> _Consigne_:
Répondez aux questions suivantes sur l'extrait ci-dessous consacré à l'obligation de conseil du notaire :
1. Quelle cour d'appel a rendu la décision attaquée, et à quelle date ?
2. Quel est le numéro de pourvoi ?
3. D'après la note finale, à quel niveau la question évoquée apparaît-elle ?

> _Extrait du texte_:

+ + +

Obligation de conseil du notaire

Preuve de l’exécution de l’obligation non rapportée

Responsabilité (oui)

 

 

Cassation civile 1e  19 décembre 2006                                                       Cassation partielle

Cour d’appel de Fort-de-France (chambre civile) 12-03-2004

N° de pourvoi : 04-14487

 

Note JPM : la question évoquée apparaît au niveau de l’examen du troisième moyen.

+ + +

> _Lignes de données_:
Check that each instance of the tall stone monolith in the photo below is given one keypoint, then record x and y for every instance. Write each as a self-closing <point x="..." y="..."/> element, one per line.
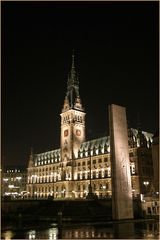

+ + +

> _Réponse attendue_:
1. La cour d'appel de Fort-de-France (chambre civile), le 12-03-2004.
2. 04-14487.
3. Au niveau de l'examen du troisième moyen.